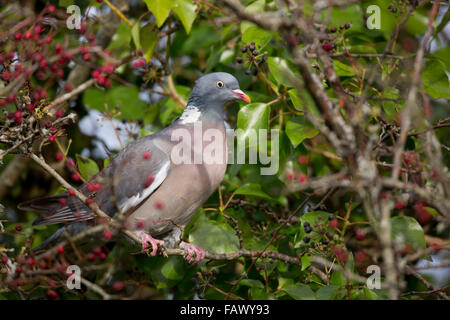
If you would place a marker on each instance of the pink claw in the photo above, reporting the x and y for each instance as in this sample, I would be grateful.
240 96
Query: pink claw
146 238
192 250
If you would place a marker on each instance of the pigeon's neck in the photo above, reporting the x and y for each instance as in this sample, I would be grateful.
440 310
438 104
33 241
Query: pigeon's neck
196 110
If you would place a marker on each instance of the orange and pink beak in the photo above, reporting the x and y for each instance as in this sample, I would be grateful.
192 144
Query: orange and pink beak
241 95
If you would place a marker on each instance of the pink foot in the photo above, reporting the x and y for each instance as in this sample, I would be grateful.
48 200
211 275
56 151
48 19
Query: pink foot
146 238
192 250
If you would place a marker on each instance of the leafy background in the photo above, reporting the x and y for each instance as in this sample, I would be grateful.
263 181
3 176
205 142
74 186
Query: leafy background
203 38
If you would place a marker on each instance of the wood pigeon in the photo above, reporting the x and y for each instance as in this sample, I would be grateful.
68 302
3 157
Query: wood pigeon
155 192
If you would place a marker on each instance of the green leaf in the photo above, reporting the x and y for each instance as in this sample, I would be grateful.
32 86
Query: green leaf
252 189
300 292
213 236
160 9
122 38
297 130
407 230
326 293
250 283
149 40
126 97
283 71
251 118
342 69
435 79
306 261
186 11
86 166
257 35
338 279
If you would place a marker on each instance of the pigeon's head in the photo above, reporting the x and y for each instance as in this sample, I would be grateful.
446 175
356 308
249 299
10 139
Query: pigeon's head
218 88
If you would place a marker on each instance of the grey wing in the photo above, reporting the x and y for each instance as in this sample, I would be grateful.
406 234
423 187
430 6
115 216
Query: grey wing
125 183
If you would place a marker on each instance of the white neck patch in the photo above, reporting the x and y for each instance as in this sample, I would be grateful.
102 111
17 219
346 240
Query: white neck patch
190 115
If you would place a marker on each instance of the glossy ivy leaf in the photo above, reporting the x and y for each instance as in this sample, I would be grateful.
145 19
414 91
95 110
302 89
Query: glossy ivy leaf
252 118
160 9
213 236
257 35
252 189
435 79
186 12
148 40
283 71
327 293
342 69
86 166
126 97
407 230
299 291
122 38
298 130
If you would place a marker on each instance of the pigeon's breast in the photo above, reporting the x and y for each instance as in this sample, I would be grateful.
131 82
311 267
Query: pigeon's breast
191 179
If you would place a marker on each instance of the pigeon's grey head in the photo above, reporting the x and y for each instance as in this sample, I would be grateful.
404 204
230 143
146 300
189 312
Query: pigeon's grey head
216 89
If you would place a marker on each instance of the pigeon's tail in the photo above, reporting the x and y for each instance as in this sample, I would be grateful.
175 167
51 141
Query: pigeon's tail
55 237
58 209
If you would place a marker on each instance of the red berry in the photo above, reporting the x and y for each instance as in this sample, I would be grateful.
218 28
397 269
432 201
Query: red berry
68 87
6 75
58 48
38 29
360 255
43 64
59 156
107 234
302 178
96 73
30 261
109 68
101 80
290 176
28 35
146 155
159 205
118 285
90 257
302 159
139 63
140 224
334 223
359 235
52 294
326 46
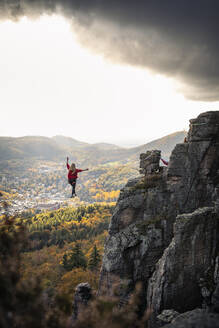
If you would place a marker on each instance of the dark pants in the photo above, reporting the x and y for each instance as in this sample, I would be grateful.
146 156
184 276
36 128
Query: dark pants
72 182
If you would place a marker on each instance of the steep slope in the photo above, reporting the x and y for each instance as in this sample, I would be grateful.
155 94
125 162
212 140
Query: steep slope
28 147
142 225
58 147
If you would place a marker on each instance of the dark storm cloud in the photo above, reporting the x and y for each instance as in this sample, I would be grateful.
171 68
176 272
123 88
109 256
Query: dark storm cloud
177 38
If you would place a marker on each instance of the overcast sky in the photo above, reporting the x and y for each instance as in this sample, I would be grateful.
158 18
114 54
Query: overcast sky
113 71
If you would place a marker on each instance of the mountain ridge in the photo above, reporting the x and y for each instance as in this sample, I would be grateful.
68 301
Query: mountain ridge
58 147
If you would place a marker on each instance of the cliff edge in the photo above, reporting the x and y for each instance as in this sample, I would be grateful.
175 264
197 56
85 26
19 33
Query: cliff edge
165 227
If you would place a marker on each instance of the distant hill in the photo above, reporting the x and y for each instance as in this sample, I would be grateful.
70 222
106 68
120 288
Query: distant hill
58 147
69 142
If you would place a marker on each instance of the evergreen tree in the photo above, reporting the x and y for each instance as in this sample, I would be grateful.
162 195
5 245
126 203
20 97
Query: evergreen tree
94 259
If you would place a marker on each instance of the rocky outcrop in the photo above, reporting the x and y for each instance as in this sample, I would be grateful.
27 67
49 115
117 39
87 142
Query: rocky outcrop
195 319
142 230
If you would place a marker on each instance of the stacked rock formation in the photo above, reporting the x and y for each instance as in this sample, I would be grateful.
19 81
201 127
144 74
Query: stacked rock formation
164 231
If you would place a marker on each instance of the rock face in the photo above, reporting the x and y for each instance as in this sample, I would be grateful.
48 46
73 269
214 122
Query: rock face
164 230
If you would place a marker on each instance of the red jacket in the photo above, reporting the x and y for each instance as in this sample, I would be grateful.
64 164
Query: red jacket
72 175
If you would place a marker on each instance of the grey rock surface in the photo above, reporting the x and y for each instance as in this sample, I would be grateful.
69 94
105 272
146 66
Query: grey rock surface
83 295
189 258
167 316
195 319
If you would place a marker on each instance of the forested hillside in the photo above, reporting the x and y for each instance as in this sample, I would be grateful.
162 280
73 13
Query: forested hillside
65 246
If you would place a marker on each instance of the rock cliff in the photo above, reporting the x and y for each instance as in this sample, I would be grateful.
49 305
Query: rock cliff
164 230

[Aim]: In the entries above, take the line containing "of the stacked" and each later line through the last, and repeat them exactly. Output nothing else.

[Full output]:
If you would place a marker on each instance of the stacked rock formation in the photo above, reporting the x and y for each instance as in this sample, I would be grateful.
19 81
201 127
144 74
Query: stacked rock formation
164 231
If you would place a marker on each instance of the rock face in the photo above, reporting the x and y for each instance as in this sample, I would be grateful.
48 46
73 269
214 122
Query: rock face
164 230
If you would place a marker on each instance of the red jacket in the photo above, reporting the x and y for each instance as in this sample, I would be grateful.
64 164
Query: red jacket
72 175
If you would place a marker on each instance of the grey rock surface in the photo above, reporting the x and y for each instance as in this sample, I would be grateful.
69 94
105 272
146 66
Query: grey rock surface
83 295
189 258
167 316
195 319
If you would place a marker on each instance of the forested hillside in the photo above, reporting the x and y for each instance as in this sample, I would be grateful.
162 280
73 13
Query: forested hillside
65 246
If you would place a marker on each instance of the rock cliff in the photo above, reporting the x and y for each instance as in this sample, I would be grateful.
49 305
Query: rock cliff
164 230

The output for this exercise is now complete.